- _Exercise details_: Starting at the line that contains "of the smoke", return every line down to the end of the records below, exactly as written.

Image-grounded pointing data

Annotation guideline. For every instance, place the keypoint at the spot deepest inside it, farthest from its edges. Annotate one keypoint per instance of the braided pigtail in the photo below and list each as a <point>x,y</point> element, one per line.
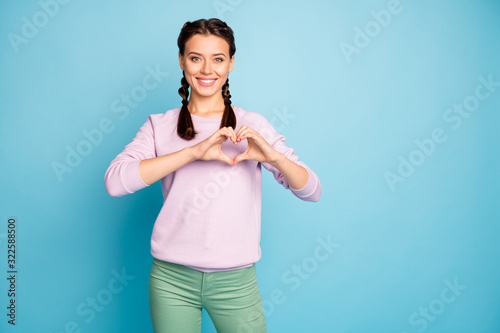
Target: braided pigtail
<point>228,117</point>
<point>185,127</point>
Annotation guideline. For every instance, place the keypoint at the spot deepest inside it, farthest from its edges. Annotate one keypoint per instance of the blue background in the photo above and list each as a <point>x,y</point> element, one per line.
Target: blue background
<point>352,117</point>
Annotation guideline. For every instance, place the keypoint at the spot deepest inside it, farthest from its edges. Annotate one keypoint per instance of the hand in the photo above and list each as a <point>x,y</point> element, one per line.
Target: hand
<point>210,148</point>
<point>258,148</point>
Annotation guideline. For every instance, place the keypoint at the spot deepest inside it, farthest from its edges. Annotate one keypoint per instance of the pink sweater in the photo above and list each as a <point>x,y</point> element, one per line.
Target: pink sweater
<point>210,219</point>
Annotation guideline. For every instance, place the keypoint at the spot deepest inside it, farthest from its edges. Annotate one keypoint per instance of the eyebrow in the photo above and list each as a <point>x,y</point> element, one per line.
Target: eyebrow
<point>216,54</point>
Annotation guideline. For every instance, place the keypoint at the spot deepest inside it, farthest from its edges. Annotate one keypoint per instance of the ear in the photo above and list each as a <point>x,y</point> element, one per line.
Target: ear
<point>231,64</point>
<point>181,61</point>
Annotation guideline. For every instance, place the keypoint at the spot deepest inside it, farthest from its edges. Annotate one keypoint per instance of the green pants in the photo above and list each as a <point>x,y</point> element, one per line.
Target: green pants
<point>178,293</point>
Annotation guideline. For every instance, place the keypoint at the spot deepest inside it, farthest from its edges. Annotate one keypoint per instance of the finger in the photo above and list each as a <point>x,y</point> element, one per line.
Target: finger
<point>241,157</point>
<point>229,132</point>
<point>233,134</point>
<point>241,130</point>
<point>223,157</point>
<point>225,133</point>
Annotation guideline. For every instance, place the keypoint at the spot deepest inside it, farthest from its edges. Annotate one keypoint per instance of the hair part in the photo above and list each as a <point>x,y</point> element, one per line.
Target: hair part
<point>216,27</point>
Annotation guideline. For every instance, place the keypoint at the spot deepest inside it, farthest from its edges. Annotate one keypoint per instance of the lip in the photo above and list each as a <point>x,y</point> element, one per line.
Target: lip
<point>206,84</point>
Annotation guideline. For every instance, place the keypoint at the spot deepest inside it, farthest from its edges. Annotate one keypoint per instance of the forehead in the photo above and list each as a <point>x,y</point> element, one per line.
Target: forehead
<point>207,44</point>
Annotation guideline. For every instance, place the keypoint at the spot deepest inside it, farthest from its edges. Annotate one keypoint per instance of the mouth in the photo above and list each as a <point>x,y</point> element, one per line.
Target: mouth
<point>206,82</point>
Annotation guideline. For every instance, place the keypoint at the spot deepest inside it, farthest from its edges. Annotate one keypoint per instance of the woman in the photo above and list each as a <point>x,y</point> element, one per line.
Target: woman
<point>208,156</point>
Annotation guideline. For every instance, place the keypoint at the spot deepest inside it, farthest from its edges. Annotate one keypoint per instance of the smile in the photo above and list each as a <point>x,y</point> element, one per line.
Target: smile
<point>206,82</point>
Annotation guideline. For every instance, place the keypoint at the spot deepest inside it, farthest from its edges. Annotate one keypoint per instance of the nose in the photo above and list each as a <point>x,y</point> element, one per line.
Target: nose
<point>206,68</point>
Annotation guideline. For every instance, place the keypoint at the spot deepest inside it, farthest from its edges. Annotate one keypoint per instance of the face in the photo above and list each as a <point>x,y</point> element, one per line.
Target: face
<point>206,64</point>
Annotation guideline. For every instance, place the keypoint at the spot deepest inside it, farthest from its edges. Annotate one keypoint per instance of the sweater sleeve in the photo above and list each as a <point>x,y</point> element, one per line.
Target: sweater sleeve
<point>312,190</point>
<point>122,176</point>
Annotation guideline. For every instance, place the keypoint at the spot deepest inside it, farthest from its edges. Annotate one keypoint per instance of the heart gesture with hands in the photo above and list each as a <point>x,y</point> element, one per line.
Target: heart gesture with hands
<point>258,148</point>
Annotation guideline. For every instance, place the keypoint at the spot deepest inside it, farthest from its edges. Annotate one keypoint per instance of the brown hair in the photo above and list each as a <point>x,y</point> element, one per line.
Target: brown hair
<point>215,27</point>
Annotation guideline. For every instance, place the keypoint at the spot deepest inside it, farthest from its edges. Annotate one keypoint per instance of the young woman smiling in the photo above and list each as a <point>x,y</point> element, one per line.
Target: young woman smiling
<point>208,156</point>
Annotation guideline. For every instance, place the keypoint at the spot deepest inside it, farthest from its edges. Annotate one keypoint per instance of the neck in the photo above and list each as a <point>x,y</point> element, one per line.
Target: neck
<point>206,106</point>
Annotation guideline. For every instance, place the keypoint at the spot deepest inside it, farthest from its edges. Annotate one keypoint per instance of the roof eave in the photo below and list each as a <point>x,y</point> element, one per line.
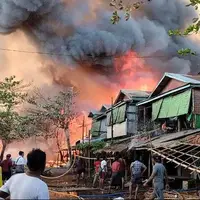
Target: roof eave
<point>167,93</point>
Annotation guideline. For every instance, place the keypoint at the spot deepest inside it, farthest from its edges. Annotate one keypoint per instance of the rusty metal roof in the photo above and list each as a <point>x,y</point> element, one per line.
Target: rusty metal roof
<point>179,77</point>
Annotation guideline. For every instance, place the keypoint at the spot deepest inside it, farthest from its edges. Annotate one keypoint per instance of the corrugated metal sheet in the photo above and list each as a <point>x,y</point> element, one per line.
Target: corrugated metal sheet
<point>132,119</point>
<point>118,130</point>
<point>187,79</point>
<point>128,94</point>
<point>196,100</point>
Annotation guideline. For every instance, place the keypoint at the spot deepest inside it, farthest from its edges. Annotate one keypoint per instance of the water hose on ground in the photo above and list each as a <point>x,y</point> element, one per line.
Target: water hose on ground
<point>62,175</point>
<point>70,195</point>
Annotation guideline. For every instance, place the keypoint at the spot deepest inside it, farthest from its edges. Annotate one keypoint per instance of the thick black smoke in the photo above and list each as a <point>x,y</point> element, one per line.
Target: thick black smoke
<point>82,29</point>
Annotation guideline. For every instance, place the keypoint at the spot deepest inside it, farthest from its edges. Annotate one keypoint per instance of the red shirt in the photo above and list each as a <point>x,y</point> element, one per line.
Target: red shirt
<point>122,165</point>
<point>116,166</point>
<point>6,165</point>
<point>97,165</point>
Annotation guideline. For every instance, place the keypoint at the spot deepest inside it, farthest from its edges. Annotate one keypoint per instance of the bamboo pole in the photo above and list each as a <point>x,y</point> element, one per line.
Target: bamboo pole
<point>183,165</point>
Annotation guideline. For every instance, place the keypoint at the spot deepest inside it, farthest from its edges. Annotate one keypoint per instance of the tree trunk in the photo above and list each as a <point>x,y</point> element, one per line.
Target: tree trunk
<point>3,150</point>
<point>68,142</point>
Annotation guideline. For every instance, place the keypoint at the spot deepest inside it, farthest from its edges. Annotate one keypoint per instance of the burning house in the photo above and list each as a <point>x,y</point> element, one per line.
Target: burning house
<point>98,128</point>
<point>174,102</point>
<point>170,122</point>
<point>122,117</point>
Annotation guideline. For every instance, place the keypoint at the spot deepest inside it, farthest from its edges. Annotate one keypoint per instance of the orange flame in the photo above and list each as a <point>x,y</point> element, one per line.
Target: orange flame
<point>132,72</point>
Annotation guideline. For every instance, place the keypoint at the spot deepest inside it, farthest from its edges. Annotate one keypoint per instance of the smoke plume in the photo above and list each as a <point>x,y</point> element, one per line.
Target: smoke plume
<point>80,31</point>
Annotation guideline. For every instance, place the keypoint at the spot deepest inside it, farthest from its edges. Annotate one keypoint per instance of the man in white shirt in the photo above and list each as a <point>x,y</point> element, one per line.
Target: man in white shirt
<point>20,162</point>
<point>137,169</point>
<point>103,171</point>
<point>28,185</point>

- _Answer space_:
Annotation guideline. For every instance, place the keypoint at the spot deepest inside it, farthest from its edges. Annotate one keypoint per instance of the smoke plume in the photo above and list each as a <point>x,y</point> element, one per line.
Target: smoke plume
<point>80,31</point>
Annotation guideline. For every instance, place the keypoint at the spot deepest inside it, farthest from its edges. Annotate one keypoint per instance of the man in white shirt in the photo above and list each as a <point>x,y</point> element, one per line.
Target: man in white shirt
<point>20,162</point>
<point>137,169</point>
<point>103,171</point>
<point>28,185</point>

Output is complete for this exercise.